=== DATA PROVIDED ===
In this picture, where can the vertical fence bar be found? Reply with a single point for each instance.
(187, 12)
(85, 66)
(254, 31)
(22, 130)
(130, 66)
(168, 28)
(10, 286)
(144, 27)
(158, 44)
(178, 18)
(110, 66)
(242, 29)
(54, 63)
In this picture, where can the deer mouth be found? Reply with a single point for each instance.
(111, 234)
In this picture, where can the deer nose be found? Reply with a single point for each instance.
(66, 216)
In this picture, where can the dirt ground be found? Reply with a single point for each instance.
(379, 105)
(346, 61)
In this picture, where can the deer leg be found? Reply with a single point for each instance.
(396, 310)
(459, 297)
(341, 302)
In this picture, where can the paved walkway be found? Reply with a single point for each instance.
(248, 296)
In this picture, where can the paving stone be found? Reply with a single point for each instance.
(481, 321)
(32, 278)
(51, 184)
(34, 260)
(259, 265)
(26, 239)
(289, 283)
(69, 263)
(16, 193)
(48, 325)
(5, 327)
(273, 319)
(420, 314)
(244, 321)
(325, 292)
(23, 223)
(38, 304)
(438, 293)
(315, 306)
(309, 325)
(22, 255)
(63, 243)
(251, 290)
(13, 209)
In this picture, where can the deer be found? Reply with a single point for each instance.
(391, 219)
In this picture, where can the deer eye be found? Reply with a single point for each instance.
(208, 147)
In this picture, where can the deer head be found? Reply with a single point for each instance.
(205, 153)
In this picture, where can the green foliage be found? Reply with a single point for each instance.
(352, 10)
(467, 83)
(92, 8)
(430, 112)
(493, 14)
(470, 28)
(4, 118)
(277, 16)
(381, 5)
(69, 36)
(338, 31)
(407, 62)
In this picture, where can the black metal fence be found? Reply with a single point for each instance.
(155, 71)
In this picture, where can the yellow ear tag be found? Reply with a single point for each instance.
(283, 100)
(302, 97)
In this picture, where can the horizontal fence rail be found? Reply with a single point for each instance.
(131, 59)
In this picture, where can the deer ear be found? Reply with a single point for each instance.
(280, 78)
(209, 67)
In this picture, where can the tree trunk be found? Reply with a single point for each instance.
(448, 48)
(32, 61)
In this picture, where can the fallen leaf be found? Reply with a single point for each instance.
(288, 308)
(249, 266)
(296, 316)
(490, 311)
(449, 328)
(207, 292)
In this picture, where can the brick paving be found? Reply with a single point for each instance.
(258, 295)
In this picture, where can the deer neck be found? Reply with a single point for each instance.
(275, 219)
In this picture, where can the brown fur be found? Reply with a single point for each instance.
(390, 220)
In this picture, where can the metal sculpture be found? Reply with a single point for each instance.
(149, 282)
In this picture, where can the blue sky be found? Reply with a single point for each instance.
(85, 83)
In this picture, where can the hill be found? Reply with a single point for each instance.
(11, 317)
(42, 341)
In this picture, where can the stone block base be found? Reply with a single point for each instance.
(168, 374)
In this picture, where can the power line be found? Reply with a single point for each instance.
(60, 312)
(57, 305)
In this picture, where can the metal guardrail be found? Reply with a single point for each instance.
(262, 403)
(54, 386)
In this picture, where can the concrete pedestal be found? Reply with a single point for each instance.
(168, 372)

=== TASK DETAILS ===
Take the records above and return them exactly as written.

=== RESULT BELOW ===
In this picture, where can the vertical fence bar be found? Reply with a single point for each instance.
(187, 12)
(85, 66)
(254, 31)
(22, 130)
(130, 66)
(168, 28)
(10, 286)
(144, 27)
(158, 44)
(178, 18)
(110, 66)
(242, 29)
(54, 63)
In this picture, where can the deer mouth be found? Reply with a single point for each instance.
(111, 234)
In this picture, where can the deer nose be found? Reply with a single point for each instance.
(66, 216)
In this picture, where can the dirt ground be found? Reply with a single point for each instance.
(379, 105)
(346, 61)
In this picture, where can the deer leg be found? Reply with a single point for each instance.
(396, 310)
(459, 297)
(341, 302)
In this picture, where can the paved walkway be found? Reply with a single point for each instance.
(248, 296)
In this picture, where can the paving stone be found? Reply with a single point for each instance.
(481, 321)
(32, 278)
(51, 184)
(34, 260)
(259, 265)
(26, 239)
(289, 283)
(69, 263)
(16, 193)
(48, 325)
(5, 327)
(273, 319)
(420, 314)
(244, 321)
(325, 292)
(23, 223)
(38, 304)
(438, 293)
(315, 306)
(309, 325)
(22, 255)
(63, 243)
(251, 290)
(13, 209)
In this picture, where can the deer be found? Reply with a single point for each instance.
(391, 219)
In this picture, where can the deer eye be found? Reply with a single point for each instance.
(208, 147)
In this picture, where can the deer head be found? Reply with a single point for each instance.
(205, 153)
In this picture, where can the green foliage be found? Reply with a single point for each instance.
(352, 10)
(467, 83)
(92, 8)
(430, 112)
(493, 14)
(470, 28)
(4, 118)
(277, 16)
(381, 5)
(69, 36)
(338, 31)
(407, 62)
In this picture, where can the black metal fence be found? Reply with a single point for each instance.
(155, 71)
In this picture, where can the yellow ear tag be found? Reply with a single point for each instance.
(283, 100)
(302, 97)
In this picture, where can the horizontal fence rail be found? Reply with a single point for each instance.
(131, 59)
In this picture, where can the deer ear be found? Reply with a single point for each instance.
(280, 78)
(209, 67)
In this picture, where can the tree trunk be found? Reply with a single point for each instance.
(448, 48)
(32, 61)
In this picture, where can the fallen leaf be found? Reply with a single point for each instance.
(288, 308)
(249, 266)
(296, 316)
(490, 311)
(449, 328)
(207, 292)
In this picture, where can the brick paving be found? Reply with a single point for each instance.
(258, 295)
In this picture, where can the deer neck be found? Reply with a single point for each instance.
(275, 219)
In this picture, where can the brown fur be found? Reply with a single point for each instance.
(390, 220)
In this picture, where can the metal sculpture be found? Reply with a single point for each instance.
(149, 282)
In this picture, where can the blue sky be found? Reply with a single point for each instance.
(85, 83)
In this picture, where can the hill be found? Reply with a single point for each instance.
(11, 317)
(42, 341)
In this picture, where can the stone block base be found? Reply with a single point for each instance.
(168, 374)
In this picture, where can the power line be found? Reply with a single point for each instance.
(60, 312)
(57, 305)
In this picture, where can the metal guardrail be found? Reply with a single point for each instance.
(262, 403)
(54, 386)
In this picture, where can the concrete pedestal be found? Reply with a single point for each instance.
(168, 372)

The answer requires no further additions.